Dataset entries
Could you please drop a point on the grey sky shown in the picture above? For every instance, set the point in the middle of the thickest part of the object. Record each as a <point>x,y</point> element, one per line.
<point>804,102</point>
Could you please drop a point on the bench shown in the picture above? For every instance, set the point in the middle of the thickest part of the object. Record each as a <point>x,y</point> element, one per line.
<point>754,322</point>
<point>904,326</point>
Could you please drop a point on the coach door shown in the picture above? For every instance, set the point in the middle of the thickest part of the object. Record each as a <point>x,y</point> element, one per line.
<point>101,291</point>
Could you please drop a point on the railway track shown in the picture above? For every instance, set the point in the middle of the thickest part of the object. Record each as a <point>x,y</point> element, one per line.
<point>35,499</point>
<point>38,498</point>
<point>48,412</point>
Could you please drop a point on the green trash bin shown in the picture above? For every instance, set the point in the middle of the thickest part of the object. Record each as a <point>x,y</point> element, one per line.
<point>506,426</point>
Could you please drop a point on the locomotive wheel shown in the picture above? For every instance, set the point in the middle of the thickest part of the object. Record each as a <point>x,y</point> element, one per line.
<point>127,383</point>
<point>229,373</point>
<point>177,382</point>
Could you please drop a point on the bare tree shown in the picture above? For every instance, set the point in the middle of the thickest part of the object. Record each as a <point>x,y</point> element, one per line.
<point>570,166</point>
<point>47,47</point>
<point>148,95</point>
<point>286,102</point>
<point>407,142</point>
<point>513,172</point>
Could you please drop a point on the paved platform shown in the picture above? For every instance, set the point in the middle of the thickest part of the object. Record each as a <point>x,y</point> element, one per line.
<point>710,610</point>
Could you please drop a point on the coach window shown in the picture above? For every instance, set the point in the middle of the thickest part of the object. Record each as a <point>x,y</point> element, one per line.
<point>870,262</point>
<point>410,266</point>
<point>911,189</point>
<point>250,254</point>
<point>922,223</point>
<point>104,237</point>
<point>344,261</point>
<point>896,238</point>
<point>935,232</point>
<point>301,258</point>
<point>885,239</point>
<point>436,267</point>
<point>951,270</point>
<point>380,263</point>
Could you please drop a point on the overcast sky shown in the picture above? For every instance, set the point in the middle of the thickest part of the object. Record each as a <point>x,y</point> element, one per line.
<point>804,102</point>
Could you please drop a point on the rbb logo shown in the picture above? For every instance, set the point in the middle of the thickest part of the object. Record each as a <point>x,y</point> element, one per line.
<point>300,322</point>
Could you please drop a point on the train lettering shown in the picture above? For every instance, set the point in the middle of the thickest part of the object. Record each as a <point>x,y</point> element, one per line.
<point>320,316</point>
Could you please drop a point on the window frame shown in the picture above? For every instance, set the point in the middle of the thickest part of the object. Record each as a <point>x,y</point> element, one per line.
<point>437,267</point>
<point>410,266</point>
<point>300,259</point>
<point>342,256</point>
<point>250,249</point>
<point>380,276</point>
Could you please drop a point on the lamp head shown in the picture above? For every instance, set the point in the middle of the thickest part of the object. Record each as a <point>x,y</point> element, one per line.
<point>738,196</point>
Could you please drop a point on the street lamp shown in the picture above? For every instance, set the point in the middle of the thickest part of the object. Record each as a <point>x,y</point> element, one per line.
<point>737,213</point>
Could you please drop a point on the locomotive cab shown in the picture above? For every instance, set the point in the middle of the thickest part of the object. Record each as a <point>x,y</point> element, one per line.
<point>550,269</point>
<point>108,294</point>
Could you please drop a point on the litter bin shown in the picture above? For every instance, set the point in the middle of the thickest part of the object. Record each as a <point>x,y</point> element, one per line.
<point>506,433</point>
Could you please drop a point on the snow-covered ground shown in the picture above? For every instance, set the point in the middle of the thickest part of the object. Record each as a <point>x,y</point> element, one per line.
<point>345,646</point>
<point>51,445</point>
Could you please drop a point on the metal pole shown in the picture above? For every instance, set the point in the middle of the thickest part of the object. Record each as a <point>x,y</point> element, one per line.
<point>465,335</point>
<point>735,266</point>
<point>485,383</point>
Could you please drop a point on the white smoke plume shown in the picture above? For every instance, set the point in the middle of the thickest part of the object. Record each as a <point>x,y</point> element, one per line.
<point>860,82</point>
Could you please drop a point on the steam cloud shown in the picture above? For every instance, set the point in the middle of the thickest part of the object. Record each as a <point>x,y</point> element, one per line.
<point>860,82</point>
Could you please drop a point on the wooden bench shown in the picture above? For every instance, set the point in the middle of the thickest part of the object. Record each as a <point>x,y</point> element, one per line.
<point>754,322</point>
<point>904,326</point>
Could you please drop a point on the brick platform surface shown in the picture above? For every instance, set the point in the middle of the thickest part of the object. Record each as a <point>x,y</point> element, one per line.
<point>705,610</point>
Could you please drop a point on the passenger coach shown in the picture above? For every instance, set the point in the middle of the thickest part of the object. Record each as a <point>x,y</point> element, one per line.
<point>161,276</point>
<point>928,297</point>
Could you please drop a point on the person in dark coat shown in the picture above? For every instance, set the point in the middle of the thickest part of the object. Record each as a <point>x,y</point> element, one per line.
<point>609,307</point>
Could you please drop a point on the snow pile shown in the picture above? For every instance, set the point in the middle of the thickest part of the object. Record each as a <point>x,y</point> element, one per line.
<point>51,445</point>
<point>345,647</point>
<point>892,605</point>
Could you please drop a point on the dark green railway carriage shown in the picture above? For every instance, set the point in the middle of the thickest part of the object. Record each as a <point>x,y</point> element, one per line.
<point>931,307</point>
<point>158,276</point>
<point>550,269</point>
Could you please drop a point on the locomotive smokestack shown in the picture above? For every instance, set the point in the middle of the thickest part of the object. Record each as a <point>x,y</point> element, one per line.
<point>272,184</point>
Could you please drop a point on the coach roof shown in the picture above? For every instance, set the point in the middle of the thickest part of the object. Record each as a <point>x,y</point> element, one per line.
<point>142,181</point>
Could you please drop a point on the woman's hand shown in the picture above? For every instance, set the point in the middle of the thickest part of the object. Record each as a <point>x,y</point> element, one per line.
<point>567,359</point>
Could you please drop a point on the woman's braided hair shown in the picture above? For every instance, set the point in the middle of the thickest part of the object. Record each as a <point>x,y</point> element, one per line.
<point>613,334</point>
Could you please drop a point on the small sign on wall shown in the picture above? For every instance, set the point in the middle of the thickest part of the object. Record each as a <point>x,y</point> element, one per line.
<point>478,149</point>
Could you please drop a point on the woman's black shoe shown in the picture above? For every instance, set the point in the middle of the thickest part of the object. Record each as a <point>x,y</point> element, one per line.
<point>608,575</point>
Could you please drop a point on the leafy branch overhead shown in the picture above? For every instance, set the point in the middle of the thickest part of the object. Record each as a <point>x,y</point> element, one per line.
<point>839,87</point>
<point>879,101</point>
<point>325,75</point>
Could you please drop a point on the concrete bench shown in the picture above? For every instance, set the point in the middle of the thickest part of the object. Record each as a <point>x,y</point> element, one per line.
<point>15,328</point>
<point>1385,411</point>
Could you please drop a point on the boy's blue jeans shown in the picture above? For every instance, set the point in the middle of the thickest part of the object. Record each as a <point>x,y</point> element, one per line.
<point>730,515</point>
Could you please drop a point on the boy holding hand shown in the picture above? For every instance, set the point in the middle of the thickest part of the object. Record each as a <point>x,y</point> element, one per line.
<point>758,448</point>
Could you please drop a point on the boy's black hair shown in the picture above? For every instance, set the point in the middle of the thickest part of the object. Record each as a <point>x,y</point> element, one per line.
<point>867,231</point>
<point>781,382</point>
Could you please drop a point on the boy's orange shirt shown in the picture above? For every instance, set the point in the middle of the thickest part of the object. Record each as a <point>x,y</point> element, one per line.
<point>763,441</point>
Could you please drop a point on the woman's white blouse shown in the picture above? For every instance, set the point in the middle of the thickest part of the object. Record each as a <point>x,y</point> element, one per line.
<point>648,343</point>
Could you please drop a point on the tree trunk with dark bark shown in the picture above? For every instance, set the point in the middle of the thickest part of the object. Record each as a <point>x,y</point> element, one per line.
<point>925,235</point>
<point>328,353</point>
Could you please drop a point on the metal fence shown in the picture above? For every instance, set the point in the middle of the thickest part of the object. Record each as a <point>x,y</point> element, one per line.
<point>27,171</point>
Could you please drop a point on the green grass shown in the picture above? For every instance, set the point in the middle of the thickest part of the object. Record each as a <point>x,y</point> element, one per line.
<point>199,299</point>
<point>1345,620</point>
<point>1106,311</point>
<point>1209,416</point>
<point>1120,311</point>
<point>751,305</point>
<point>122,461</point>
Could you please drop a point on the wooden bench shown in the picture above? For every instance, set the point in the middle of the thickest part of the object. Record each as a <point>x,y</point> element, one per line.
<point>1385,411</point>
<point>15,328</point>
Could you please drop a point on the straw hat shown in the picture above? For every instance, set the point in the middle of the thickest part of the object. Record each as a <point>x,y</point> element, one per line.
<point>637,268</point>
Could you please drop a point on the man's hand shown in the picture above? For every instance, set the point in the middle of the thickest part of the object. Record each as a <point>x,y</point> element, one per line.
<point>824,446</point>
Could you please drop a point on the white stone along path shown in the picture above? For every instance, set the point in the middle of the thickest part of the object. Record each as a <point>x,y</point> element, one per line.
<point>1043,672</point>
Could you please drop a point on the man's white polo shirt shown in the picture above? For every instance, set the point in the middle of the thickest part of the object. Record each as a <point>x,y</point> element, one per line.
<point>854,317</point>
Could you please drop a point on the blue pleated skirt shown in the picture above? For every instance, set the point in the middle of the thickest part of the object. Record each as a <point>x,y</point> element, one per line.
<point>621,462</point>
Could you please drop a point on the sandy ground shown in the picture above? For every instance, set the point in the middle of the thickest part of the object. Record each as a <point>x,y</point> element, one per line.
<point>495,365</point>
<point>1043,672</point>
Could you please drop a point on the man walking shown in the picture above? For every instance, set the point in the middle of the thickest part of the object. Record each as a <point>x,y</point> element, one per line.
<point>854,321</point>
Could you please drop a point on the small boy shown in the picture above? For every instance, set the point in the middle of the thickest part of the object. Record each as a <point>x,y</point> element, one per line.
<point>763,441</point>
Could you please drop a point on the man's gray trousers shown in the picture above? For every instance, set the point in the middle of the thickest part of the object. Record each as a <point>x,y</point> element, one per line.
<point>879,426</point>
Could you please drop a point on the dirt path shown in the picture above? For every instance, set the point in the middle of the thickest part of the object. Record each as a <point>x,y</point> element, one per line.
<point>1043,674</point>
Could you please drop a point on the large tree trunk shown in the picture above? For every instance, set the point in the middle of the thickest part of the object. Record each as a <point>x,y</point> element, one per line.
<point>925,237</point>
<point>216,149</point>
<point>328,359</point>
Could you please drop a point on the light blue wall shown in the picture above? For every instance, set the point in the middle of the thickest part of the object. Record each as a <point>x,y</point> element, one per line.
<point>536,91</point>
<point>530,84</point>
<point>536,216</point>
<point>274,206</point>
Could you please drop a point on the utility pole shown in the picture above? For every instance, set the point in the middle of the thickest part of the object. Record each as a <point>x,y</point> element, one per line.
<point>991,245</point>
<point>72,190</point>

ABOUT THIS EXERCISE:
Your task is to set down exactly the lines from the line containing "Could you please drop a point on the utility" to the end of the data above, including both ends.

EXERCISE SOLUTION:
Could you please drop a point on the utility pole shown in the picture above? For every instance, set the point in the middle of the thickest part of the object. Record each as a <point>x,y</point> element, one per line.
<point>991,245</point>
<point>72,190</point>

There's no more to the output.